PROVIDED ENTRIES —
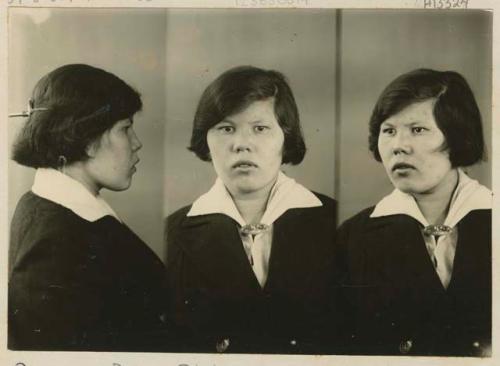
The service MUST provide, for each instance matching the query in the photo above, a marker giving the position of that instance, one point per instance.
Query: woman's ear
(92, 148)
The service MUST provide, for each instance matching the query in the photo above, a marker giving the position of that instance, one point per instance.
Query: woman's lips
(402, 167)
(244, 165)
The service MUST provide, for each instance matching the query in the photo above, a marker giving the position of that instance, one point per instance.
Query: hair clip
(28, 112)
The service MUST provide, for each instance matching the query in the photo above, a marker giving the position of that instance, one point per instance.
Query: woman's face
(113, 157)
(411, 147)
(247, 147)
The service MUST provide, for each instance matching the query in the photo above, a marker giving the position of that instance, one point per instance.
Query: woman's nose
(136, 143)
(401, 144)
(242, 141)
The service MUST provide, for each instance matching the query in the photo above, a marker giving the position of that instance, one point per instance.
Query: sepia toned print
(393, 279)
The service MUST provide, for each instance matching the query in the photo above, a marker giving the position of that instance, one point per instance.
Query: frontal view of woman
(79, 278)
(250, 261)
(418, 264)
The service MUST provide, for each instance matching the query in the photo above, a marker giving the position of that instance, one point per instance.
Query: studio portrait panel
(250, 181)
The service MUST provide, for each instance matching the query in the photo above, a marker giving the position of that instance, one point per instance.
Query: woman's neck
(77, 172)
(252, 205)
(435, 204)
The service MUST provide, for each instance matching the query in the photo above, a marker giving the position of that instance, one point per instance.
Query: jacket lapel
(212, 243)
(397, 248)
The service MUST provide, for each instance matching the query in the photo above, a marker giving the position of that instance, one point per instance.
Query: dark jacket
(218, 301)
(80, 285)
(398, 303)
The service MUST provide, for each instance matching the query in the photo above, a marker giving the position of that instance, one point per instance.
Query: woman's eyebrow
(225, 120)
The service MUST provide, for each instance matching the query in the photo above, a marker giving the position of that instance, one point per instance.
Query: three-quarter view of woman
(250, 261)
(79, 278)
(418, 264)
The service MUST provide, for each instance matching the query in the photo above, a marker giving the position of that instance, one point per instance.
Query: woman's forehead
(417, 112)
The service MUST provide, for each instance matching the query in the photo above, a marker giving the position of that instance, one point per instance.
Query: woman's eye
(261, 128)
(418, 130)
(388, 131)
(226, 129)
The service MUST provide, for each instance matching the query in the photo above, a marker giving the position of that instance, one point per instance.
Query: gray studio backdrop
(337, 63)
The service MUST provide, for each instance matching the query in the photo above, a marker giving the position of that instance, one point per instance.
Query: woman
(249, 262)
(79, 278)
(418, 264)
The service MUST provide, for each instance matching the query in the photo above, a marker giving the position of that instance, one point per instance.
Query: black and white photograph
(241, 182)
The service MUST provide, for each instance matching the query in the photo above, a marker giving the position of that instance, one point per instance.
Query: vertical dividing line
(338, 99)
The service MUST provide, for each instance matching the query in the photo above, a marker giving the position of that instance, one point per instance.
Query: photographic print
(228, 182)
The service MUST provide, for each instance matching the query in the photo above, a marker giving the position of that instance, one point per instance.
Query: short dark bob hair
(236, 89)
(455, 110)
(71, 107)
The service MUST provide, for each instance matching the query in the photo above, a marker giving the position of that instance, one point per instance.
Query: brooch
(253, 229)
(437, 230)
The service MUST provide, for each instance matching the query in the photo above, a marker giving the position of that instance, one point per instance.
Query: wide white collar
(68, 192)
(285, 194)
(468, 196)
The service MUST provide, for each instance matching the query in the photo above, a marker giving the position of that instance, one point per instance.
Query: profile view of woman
(79, 278)
(418, 264)
(250, 261)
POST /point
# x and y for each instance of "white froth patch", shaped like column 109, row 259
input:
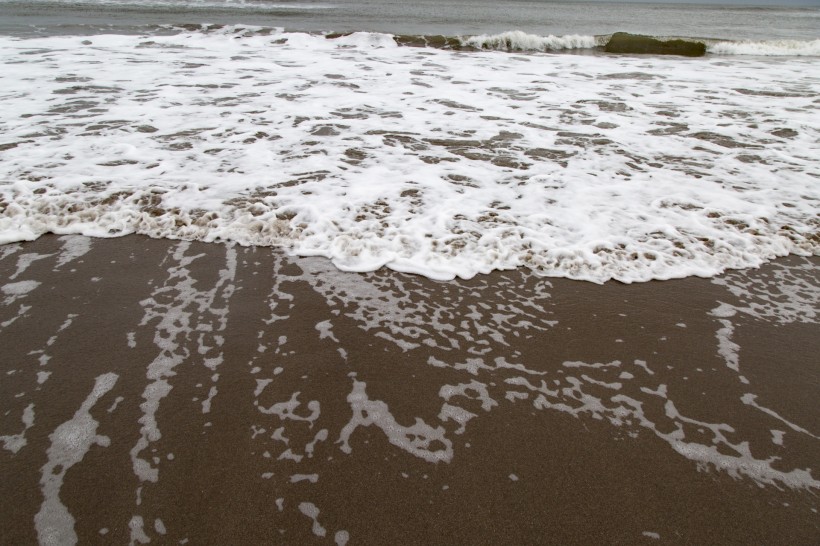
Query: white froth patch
column 341, row 537
column 18, row 289
column 309, row 509
column 16, row 442
column 438, row 169
column 521, row 41
column 296, row 478
column 69, row 444
column 74, row 247
column 419, row 439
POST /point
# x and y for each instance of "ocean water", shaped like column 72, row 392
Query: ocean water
column 441, row 138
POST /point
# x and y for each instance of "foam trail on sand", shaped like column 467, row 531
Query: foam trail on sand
column 69, row 444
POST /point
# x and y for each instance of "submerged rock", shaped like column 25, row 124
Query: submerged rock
column 623, row 42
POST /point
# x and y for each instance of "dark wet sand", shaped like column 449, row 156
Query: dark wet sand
column 595, row 454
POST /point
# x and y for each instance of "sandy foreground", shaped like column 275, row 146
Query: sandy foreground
column 172, row 392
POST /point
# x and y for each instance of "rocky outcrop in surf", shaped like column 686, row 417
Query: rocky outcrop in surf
column 623, row 42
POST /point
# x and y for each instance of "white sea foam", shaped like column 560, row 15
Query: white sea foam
column 516, row 40
column 423, row 160
column 69, row 444
column 769, row 48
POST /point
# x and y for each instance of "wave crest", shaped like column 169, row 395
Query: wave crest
column 517, row 40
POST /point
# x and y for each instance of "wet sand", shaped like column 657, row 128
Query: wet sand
column 173, row 392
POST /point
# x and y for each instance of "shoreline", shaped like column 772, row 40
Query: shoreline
column 169, row 391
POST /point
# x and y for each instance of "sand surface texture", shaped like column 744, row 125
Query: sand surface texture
column 173, row 392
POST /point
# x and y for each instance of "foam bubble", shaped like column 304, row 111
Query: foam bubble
column 423, row 160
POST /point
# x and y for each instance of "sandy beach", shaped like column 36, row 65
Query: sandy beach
column 188, row 393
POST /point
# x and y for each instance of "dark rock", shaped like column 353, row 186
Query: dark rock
column 623, row 42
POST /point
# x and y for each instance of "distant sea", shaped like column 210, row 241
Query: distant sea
column 446, row 138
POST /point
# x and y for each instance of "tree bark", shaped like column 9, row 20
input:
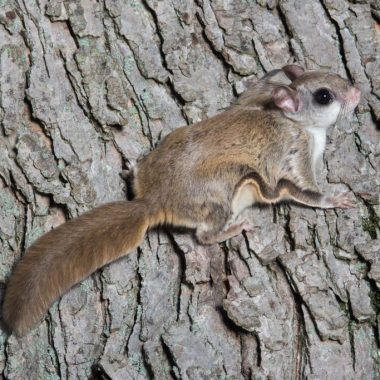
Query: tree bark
column 88, row 86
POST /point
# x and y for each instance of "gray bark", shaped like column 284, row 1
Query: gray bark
column 87, row 86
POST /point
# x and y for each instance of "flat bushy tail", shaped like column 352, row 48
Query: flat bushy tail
column 70, row 253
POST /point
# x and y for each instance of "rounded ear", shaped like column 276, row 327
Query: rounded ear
column 293, row 71
column 286, row 99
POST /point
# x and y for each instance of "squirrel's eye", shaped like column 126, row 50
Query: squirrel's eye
column 323, row 96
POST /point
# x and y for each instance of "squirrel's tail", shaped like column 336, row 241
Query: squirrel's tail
column 70, row 253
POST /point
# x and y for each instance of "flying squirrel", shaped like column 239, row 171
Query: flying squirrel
column 263, row 149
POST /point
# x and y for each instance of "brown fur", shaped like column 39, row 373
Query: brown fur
column 69, row 254
column 200, row 177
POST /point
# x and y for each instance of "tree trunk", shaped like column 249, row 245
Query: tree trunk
column 88, row 86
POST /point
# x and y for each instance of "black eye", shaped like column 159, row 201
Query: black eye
column 323, row 96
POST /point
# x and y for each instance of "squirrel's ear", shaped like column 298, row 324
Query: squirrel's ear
column 287, row 99
column 293, row 71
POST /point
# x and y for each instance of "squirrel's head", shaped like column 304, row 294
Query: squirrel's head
column 314, row 98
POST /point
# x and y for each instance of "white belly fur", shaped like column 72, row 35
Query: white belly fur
column 318, row 136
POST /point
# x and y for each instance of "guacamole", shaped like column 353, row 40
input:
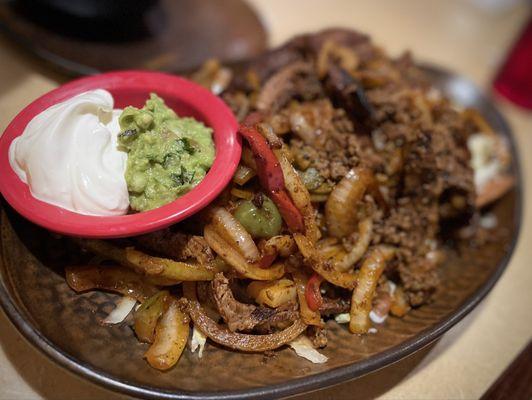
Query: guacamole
column 167, row 155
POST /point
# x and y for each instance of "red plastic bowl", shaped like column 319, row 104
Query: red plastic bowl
column 128, row 88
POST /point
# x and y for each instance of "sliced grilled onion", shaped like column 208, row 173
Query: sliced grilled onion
column 171, row 336
column 121, row 311
column 299, row 194
column 347, row 280
column 237, row 261
column 349, row 260
column 340, row 209
column 234, row 340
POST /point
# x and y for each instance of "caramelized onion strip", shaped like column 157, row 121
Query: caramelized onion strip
column 237, row 261
column 234, row 340
column 361, row 300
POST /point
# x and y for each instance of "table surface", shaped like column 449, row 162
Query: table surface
column 456, row 34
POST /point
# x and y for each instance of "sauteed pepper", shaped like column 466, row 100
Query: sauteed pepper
column 270, row 174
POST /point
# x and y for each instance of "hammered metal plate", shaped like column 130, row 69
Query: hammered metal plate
column 67, row 327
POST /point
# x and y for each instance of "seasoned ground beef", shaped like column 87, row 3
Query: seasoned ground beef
column 380, row 114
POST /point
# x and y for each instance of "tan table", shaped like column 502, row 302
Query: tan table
column 468, row 359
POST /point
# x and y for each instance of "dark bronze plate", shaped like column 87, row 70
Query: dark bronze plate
column 65, row 326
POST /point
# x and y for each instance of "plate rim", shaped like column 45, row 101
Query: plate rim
column 312, row 382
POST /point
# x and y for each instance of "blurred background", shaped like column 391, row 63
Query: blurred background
column 44, row 43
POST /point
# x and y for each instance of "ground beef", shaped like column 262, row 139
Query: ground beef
column 383, row 115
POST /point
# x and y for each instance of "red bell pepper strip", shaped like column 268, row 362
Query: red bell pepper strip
column 271, row 175
column 288, row 210
column 312, row 292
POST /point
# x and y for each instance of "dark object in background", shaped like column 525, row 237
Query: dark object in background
column 89, row 36
column 514, row 80
column 93, row 20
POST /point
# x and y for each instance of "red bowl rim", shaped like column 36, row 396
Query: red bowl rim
column 57, row 219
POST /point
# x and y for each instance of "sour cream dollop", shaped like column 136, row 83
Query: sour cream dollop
column 68, row 156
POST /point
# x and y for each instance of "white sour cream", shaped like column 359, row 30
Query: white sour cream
column 68, row 156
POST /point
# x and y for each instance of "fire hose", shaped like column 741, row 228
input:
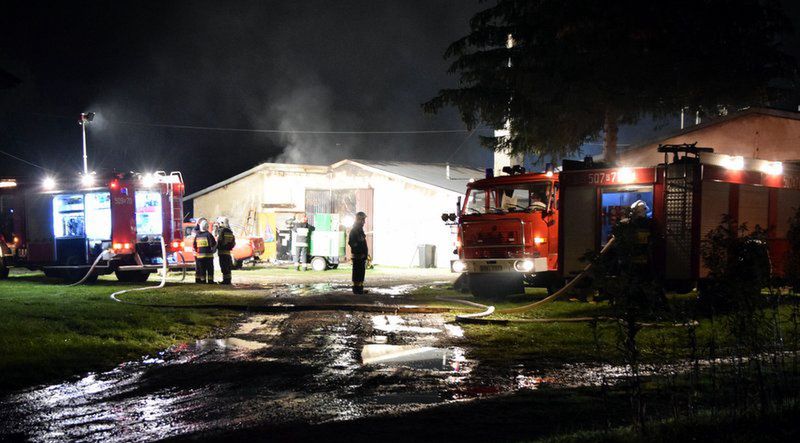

TASK DESCRIPTION —
From the rows above, copy out only the lines that contain the string "surface". Case counts when matching.

ANSWER BELOW —
# x and y for each instance of "sand surface texture", shaped like column 744, row 125
Query: sand surface texture
# x and y for each instance of "table surface", shaped like column 449, row 162
Query: table surface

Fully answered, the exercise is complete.